> _Passage to read_:
Majority voting inside each object

After manually setting the thresholds and performing the Pixon-based segmentation, a unique object-map is constructed for each of the selected bands. We suppose the class-map achieved by the pixel-wise SVM classification as a reference. Referring to this reference, majority voting is then applied inside the objects from all of the object-maps to constitute new class-maps. In other words, by assigning the pixels of each object to the most frequent class within that object, ‘d’ class-maps are produced. A visual example of the majority voting process utilized in this step is shown in Fig. 4. As can be inferred from this figure, in objects in which there is no majority for one class rather than the other classes, the majority voting is not applied (however, it rarely occurs in practice). Therefore, the pixel-wise classification result is used for the pixels located in such objects.

Classification of objects

The second proposed approach for incorporating the spatial information achieved from the object-maps into the spectral–spatial classification framework is a typical object-based classification step in which each object is completely assigned to one of the classes. In order to classify the objects rather than the pixels, we need to extract some relevant spectral/spatial features from the objects. In this paper, we suggest applying two widely used spectral features (i.e. mean and standard deviation of the pixels/vectors located in the object) as well as a newly developed spatial feature called object correlative index (OCI).

OCI describes the correlation between a given object and its neighboring objects using a well-defined spectral similarity measure (Zhang et al. 2013). This leads to a new model of spatial information that can be used as a description of the relationship between individual objects and the image as a whole. Finally, the value of the OCI spatial feature for a given object is the sum of the lengths of the correlative lines which are oriented toward various directions from the object’s center of gravity to the apogee intersection points (Zhang et al. 2013).

After extracting the features from each object, the objects are classified using the stacked features. This results in ‘d’ new class-maps which are totally different from the class-maps previously achieved by applying majority voting inside each object.

Majority voting among class-maps

From Fig. 1, after using two different approaches for incorporating the spatial and spectral information into the classification process, two sets of classification results are produced each with ‘d’ different class-maps. Finally, another level of majority voting process is carried out on the class labels in order to achieve a unique class-map. A schematic example of applying the majority voting process to three given class-maps is shown in Fig. 5.

> _Written problem A_: Show each line of the records that contains the string "iron".
The classification passage has no connection to the records that follow it.

Labeled-object pointing entries
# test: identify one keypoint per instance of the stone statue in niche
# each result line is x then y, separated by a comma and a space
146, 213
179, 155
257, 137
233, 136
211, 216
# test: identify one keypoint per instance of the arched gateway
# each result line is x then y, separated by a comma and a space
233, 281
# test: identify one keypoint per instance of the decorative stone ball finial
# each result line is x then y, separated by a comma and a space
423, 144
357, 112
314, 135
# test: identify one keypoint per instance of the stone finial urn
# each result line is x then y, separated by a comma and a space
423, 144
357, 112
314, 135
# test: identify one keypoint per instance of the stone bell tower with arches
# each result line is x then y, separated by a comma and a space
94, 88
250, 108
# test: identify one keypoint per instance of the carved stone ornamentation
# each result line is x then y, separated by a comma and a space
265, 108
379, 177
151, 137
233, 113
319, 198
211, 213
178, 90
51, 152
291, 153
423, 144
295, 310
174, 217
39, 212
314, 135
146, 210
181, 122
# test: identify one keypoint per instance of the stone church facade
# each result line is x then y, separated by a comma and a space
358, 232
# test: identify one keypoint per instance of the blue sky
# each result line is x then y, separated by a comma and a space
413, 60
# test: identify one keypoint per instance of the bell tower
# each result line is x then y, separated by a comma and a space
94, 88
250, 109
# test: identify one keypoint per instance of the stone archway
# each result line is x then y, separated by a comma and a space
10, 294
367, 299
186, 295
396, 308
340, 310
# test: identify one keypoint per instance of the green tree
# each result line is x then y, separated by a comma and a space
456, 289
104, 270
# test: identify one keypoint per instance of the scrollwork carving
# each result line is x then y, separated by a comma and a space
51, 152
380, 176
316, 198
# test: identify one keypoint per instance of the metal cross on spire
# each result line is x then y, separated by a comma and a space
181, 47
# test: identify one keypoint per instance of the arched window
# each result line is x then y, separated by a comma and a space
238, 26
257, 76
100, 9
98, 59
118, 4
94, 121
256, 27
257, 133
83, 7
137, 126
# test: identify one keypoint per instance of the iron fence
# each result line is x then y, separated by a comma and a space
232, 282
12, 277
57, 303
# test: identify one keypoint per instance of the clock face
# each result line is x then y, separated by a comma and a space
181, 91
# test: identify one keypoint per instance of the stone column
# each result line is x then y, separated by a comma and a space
---
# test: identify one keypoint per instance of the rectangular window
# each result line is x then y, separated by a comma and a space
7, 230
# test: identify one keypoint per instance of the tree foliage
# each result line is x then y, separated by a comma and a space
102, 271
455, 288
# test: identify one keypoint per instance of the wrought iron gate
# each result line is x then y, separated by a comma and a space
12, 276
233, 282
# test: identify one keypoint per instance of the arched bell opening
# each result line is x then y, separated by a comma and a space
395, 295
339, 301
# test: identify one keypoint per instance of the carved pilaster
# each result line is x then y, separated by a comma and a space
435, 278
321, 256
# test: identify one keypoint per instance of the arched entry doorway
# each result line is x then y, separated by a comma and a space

> _Written problem B_: Retype the classification passage from "From Fig. 1, after" up to and including "shown in Fig. 5.".

> _Exercise output A_:
# test: identify one keypoint per instance of the iron fence
# test: identify one keypoint per instance of the wrought iron gate

> _Exercise output B_:
From Fig. 1, after using two different approaches for incorporating the spatial and spectral information into the classification process, two sets of classification results are produced each with ‘d’ different class-maps. Finally, another level of majority voting process is carried out on the class labels in order to achieve a unique class-map. A schematic example of applying the majority voting process to three given class-maps is shown in Fig. 5.